▶ [Задания к упражнению]:
1 - Повторите полностью, без единого изменения, отрывок о книге «Моди и Медведь».
2 - Замените в списке записей «parked car» на «bicycle» и приведите этот список целиком, больше ничего в нем не меняя.

И Медведь воспринимает все эти «детские штучки» с поразительной кротостью и терпением. (Отсюда, видно, и грусть. Терпение по отношению к детям – это вершина мудрости. За мудрость мы чем-то платим. И довольно серьезной платой.)

Медведь в своей беззубой огромности – естественный амортизатор для постоянно меняющегося настроения Моди. И весь такой «принимающий» – что бы Моди ни сделала.

А когда он обнимает Моди-ребенка, мы явственно понимаем, каким защищенным в этот момент оказывается ребенок.

А он нуждается в постоянной защите – не только физической, но и психологической.

Иллюстрации Фрейи Блэквуд к книге Джен Ормерод «Моди и Медведь»

Одна из самых удивительных сказок в этой книге начинается с того, что Моди пошла погулять по лесу и увидела маленький домик. Она зашла туда без приглашения, попробовала чужую кашу, посидела на чужих стульях. А потом пришли Медведь, Медведица и Медвежонок – и Моди убежала…

У нас, читателей, поначалу возникает сбой восприятия. Мы не сразу понимаем, что происходит. Этот перифраз – он к чему?

(Записи)

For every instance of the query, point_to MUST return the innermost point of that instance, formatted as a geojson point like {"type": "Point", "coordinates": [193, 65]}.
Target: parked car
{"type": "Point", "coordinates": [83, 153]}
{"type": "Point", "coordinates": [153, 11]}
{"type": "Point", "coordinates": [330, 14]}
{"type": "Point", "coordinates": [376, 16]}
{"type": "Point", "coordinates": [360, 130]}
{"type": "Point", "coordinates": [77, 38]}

▶ [Список ответов]:
1 -
И Медведь воспринимает все эти «детские штучки» с поразительной кротостью и терпением. (Отсюда, видно, и грусть. Терпение по отношению к детям – это вершина мудрости. За мудрость мы чем-то платим. И довольно серьезной платой.)

Медведь в своей беззубой огромности – естественный амортизатор для постоянно меняющегося настроения Моди. И весь такой «принимающий» – что бы Моди ни сделала.

А когда он обнимает Моди-ребенка, мы явственно понимаем, каким защищенным в этот момент оказывается ребенок.

А он нуждается в постоянной защите – не только физической, но и психологической.

Иллюстрации Фрейи Блэквуд к книге Джен Ормерод «Моди и Медведь»

Одна из самых удивительных сказок в этой книге начинается с того, что Моди пошла погулять по лесу и увидела маленький домик. Она зашла туда без приглашения, попробовала чужую кашу, посидела на чужих стульях. А потом пришли Медведь, Медведица и Медвежонок – и Моди убежала…

У нас, читателей, поначалу возникает сбой восприятия. Мы не сразу понимаем, что происходит. Этот перифраз – он к чему?

2 -
For every instance of the query, point_to MUST return the innermost point of that instance, formatted as a geojson point like {"type": "Point", "coordinates": [193, 65]}.
Target: bicycle
{"type": "Point", "coordinates": [83, 153]}
{"type": "Point", "coordinates": [153, 11]}
{"type": "Point", "coordinates": [330, 14]}
{"type": "Point", "coordinates": [376, 16]}
{"type": "Point", "coordinates": [360, 130]}
{"type": "Point", "coordinates": [77, 38]}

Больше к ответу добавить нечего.